▶ _Problem details_: Convert the lines of the rows below into a JSON list of strings, with one string per line and blank lines omitted. Leave the pictures out of the list.

===============

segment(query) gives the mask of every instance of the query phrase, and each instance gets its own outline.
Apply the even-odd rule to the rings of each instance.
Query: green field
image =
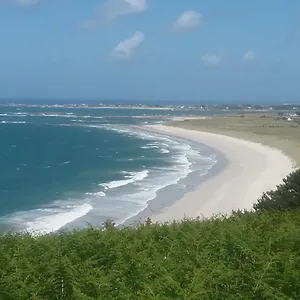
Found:
[[[282,150],[300,166],[300,125],[276,115],[240,114],[172,122],[172,126],[219,133]]]

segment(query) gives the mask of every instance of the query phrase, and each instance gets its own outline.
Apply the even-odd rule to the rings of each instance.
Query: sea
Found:
[[[212,149],[143,129],[183,113],[195,111],[1,106],[0,230],[121,225],[159,191],[200,180]]]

===============

▶ _Solution to this problem_:
[
  "segment(query) gives the mask of every instance of the query phrase, and each instance gets its own outline.",
  "Apply the even-odd rule to the rings of each instance.",
  "Query: green field",
  "image =",
  "Found:",
  "[[[282,150],[300,166],[300,125],[276,115],[240,114],[172,122],[172,126],[219,133]]]",
  "segment(query) gives the mask of every instance of the query phrase, and each instance gets its own outline.",
  "Apply the even-odd rule to the rings of each instance.",
  "Query: sea",
  "Found:",
  "[[[212,149],[143,129],[183,113],[195,111],[1,106],[0,230],[121,225],[159,191],[200,180]]]"
]